• ASSIGNMENT: State how many lines in this listing include the word "plain", and nothing else.

• DATA UNDER STUDY:

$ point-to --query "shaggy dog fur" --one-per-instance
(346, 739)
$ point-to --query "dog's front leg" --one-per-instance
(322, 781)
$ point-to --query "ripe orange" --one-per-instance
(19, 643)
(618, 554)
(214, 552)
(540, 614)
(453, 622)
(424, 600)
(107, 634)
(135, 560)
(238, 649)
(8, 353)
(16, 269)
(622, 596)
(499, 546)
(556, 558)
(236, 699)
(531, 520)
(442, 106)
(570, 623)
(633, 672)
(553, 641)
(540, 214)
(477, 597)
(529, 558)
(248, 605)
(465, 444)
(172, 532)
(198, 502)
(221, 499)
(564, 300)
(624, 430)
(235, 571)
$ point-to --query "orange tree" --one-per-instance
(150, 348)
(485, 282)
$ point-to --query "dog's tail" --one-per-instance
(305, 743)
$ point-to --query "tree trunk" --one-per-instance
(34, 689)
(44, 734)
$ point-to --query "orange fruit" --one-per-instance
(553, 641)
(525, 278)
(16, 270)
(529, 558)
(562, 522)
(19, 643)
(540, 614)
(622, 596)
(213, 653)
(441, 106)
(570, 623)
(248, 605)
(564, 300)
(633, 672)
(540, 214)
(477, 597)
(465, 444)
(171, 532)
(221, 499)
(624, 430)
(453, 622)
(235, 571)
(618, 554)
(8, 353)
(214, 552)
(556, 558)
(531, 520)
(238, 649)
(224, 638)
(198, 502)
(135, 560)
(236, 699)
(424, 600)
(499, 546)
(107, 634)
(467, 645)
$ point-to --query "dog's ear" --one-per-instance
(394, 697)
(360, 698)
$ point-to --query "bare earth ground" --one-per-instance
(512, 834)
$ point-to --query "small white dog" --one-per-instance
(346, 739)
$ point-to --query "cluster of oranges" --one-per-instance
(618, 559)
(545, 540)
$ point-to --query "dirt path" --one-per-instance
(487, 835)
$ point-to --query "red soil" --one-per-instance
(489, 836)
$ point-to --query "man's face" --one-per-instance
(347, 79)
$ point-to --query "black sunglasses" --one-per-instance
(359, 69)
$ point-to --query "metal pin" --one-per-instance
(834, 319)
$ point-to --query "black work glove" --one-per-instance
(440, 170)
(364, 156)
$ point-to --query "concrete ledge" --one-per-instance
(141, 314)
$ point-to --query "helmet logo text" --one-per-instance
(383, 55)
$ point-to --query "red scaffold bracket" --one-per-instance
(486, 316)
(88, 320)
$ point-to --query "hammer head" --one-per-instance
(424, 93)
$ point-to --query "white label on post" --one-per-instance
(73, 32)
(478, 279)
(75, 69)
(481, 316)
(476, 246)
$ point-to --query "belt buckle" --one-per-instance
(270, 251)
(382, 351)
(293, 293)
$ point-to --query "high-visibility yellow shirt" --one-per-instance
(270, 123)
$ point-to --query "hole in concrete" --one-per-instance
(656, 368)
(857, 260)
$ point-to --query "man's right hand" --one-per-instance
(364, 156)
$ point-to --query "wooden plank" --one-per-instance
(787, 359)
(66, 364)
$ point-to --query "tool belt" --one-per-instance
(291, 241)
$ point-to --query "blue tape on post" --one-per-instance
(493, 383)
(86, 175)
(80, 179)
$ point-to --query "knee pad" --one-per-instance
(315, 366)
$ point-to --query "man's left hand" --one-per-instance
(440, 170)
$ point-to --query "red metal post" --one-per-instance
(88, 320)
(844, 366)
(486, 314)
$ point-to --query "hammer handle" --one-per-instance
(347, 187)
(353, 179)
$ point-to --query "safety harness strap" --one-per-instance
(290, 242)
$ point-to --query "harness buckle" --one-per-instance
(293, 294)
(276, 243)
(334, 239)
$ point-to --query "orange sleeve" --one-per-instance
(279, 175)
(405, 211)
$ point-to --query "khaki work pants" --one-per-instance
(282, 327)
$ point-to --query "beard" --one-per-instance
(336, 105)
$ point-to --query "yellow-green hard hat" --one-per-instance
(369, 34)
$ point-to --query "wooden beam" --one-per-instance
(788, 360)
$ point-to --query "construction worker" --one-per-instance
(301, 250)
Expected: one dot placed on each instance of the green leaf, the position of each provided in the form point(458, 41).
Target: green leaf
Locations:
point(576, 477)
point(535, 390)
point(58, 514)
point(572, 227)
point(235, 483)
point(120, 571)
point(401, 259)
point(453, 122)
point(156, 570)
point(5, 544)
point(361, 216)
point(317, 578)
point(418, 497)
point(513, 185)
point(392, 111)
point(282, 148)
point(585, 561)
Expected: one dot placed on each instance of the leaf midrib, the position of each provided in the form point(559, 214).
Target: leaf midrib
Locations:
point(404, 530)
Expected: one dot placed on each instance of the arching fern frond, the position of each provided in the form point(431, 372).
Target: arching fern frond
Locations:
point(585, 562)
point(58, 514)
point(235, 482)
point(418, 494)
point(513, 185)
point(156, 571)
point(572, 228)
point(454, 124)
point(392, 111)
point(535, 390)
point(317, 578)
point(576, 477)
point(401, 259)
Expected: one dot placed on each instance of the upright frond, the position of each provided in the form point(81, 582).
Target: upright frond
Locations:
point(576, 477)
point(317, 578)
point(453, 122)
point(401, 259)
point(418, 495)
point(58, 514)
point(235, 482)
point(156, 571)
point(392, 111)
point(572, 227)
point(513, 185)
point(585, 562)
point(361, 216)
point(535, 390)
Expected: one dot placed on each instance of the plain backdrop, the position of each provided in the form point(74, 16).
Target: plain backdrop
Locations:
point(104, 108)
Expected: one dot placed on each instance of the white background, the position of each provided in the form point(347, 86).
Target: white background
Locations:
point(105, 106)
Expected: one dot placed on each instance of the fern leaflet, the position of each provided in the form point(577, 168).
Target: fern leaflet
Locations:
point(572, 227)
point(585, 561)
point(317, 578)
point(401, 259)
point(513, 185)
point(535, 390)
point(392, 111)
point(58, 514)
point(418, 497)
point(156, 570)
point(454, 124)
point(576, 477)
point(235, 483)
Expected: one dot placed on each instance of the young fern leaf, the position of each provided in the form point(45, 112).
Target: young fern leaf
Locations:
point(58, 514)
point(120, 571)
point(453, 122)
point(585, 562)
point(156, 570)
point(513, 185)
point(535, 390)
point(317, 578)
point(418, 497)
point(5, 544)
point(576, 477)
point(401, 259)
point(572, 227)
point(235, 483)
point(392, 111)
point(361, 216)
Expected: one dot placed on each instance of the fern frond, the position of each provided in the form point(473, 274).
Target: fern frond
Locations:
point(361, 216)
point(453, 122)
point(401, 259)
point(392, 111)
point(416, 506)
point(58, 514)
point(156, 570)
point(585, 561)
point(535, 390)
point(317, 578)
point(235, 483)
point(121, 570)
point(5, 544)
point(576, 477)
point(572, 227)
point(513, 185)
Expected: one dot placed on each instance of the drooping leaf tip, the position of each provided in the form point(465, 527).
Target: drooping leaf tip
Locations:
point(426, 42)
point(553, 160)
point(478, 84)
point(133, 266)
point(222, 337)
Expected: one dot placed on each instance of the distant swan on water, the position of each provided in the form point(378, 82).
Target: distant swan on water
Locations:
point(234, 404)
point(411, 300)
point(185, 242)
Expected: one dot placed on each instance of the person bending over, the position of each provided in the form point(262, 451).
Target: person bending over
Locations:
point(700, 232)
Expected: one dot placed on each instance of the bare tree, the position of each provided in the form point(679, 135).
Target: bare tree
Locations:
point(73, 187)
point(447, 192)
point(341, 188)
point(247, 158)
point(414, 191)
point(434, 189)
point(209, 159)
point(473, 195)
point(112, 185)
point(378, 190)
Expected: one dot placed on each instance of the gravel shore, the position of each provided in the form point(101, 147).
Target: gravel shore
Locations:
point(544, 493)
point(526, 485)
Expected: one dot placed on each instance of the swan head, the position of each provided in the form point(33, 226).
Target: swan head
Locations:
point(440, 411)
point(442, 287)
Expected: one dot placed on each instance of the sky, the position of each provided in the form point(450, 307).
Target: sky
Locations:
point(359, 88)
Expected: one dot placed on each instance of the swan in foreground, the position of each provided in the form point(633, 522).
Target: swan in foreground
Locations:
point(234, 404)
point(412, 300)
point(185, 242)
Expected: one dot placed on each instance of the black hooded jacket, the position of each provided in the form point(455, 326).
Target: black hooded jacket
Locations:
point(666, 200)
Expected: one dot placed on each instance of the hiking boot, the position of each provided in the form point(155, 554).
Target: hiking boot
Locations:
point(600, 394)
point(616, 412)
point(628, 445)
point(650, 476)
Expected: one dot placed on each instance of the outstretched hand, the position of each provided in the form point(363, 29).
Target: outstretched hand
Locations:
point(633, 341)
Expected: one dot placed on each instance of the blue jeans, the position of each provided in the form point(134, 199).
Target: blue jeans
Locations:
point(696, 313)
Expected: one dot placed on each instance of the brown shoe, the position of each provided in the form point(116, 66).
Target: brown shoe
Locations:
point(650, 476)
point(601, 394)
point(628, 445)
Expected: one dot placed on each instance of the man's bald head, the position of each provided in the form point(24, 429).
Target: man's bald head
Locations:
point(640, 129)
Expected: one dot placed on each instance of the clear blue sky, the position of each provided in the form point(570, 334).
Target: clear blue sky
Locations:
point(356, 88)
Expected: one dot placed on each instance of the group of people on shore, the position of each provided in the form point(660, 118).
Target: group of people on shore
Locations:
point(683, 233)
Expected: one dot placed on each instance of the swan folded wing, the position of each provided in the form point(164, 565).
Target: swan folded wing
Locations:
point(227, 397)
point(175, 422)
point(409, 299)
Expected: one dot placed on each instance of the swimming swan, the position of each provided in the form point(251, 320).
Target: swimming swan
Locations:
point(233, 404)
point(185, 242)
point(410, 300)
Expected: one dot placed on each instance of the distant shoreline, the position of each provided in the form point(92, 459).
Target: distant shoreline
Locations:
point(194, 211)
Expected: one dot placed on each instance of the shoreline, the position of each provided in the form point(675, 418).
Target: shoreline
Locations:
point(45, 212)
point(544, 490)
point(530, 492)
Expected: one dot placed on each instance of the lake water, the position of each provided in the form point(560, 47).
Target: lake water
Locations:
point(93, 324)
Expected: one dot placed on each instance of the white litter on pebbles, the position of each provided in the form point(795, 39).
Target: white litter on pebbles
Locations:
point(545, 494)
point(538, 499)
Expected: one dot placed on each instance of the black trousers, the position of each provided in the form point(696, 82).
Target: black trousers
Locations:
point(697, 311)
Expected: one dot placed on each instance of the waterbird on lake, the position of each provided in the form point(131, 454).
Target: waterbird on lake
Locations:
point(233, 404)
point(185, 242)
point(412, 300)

• RESPONSE BOX: 2